Supplied records.
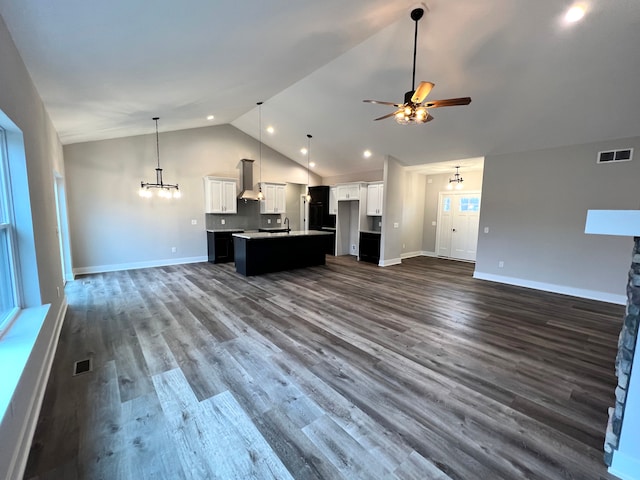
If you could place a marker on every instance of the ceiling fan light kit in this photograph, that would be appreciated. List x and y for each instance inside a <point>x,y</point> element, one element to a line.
<point>415,110</point>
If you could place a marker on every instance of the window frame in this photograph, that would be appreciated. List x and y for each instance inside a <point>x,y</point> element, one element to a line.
<point>8,236</point>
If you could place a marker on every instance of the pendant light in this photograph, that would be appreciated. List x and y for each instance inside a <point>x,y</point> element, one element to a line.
<point>308,196</point>
<point>260,194</point>
<point>165,190</point>
<point>456,180</point>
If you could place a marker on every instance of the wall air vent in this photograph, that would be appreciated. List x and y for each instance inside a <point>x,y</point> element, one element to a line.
<point>611,156</point>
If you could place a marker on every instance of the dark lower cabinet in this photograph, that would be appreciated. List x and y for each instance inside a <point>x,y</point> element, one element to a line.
<point>369,247</point>
<point>220,246</point>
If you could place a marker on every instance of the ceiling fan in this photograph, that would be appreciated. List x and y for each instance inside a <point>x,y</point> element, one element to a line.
<point>413,110</point>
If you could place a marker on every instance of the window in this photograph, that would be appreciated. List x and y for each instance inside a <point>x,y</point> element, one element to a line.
<point>470,204</point>
<point>8,281</point>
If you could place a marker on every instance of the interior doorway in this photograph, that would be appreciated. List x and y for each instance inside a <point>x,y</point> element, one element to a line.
<point>458,224</point>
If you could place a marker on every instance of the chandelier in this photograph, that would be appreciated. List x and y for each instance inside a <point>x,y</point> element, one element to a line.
<point>308,195</point>
<point>165,190</point>
<point>457,180</point>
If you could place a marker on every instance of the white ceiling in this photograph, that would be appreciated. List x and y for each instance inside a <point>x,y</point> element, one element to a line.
<point>104,69</point>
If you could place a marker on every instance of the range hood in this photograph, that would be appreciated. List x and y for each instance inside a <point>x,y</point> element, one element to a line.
<point>246,181</point>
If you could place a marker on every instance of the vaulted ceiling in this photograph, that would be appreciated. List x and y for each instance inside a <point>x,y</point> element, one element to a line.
<point>104,69</point>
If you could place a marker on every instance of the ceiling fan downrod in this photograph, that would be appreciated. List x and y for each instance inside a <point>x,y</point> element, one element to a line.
<point>416,15</point>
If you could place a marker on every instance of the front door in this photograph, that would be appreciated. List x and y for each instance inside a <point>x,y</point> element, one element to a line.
<point>458,223</point>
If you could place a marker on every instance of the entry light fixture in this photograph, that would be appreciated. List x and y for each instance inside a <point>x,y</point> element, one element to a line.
<point>260,194</point>
<point>308,196</point>
<point>165,190</point>
<point>456,180</point>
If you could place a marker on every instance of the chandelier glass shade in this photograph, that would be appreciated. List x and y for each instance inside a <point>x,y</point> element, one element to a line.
<point>412,114</point>
<point>164,190</point>
<point>456,180</point>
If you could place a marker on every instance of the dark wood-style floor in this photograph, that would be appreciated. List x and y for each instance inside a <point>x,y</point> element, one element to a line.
<point>346,371</point>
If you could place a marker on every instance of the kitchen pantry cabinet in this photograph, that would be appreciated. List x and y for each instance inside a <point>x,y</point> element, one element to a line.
<point>274,198</point>
<point>349,192</point>
<point>220,195</point>
<point>374,199</point>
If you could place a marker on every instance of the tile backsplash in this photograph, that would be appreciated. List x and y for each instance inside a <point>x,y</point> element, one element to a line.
<point>247,218</point>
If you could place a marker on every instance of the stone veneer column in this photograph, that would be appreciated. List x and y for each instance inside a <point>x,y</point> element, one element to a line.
<point>624,359</point>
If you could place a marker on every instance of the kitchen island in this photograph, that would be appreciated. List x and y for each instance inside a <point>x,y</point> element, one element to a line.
<point>263,252</point>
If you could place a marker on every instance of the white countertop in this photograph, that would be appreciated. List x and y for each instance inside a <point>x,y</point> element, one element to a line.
<point>293,233</point>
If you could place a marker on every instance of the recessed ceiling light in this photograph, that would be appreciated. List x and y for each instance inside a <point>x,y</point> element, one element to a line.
<point>575,13</point>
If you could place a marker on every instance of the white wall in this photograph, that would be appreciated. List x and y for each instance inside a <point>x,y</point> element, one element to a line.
<point>413,214</point>
<point>391,237</point>
<point>112,227</point>
<point>20,101</point>
<point>535,204</point>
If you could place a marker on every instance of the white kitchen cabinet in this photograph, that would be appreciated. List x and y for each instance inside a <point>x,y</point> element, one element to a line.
<point>274,198</point>
<point>220,195</point>
<point>348,192</point>
<point>374,199</point>
<point>333,201</point>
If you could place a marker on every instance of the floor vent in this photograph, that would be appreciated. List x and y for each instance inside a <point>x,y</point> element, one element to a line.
<point>611,156</point>
<point>82,366</point>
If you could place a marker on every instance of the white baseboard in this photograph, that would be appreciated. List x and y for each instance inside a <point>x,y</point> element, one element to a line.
<point>624,466</point>
<point>388,263</point>
<point>550,287</point>
<point>134,265</point>
<point>22,444</point>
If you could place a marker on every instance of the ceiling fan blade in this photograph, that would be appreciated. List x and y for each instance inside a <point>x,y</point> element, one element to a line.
<point>386,116</point>
<point>380,102</point>
<point>449,102</point>
<point>421,92</point>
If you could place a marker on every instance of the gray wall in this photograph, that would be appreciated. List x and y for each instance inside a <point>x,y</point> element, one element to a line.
<point>20,101</point>
<point>394,184</point>
<point>535,204</point>
<point>113,228</point>
<point>433,186</point>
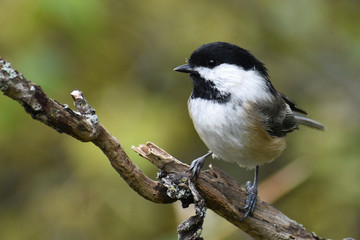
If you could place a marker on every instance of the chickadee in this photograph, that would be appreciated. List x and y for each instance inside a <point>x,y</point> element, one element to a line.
<point>237,112</point>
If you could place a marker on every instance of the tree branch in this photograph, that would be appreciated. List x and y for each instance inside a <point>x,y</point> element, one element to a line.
<point>220,192</point>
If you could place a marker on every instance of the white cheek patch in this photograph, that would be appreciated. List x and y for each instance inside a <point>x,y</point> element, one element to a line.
<point>247,85</point>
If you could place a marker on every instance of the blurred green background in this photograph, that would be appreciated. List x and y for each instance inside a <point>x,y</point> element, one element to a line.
<point>121,54</point>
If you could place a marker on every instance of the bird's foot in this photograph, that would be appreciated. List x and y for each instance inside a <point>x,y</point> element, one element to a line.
<point>250,200</point>
<point>196,166</point>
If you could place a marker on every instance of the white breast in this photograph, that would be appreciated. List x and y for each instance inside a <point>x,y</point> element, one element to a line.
<point>224,127</point>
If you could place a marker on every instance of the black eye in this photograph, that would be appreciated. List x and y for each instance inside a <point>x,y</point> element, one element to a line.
<point>211,63</point>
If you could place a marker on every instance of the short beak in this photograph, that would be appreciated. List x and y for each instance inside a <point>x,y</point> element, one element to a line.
<point>184,68</point>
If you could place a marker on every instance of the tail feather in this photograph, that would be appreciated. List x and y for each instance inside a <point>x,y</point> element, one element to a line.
<point>309,122</point>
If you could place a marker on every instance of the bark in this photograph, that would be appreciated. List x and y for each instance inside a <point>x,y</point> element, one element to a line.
<point>214,189</point>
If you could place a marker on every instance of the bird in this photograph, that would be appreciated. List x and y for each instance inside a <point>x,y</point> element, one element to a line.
<point>237,112</point>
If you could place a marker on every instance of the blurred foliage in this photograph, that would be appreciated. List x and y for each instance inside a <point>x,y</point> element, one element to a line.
<point>121,55</point>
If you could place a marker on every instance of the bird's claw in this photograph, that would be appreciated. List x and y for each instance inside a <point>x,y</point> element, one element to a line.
<point>250,200</point>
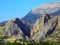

Task details. Reproduce every line from the beginning of the records through the line containing "<point>8,236</point>", requests included and pictures omitted. In each answer, multiply the point coordinates by 2.05 and round them to whole numbers, with halves rounded up; leave every number in the requests unchanged.

Right answer.
If you could place a marker on every instance of the ceiling fan light kit in this photograph, that would be appreciated. List x and y for each instance inside a <point>x,y</point> element, one element to a line.
<point>851,226</point>
If you could place a marker on every instance of the window frame in this photograph, that would be appreciated. List x and y for each instance inside a <point>x,y</point> element, one element to a line.
<point>16,484</point>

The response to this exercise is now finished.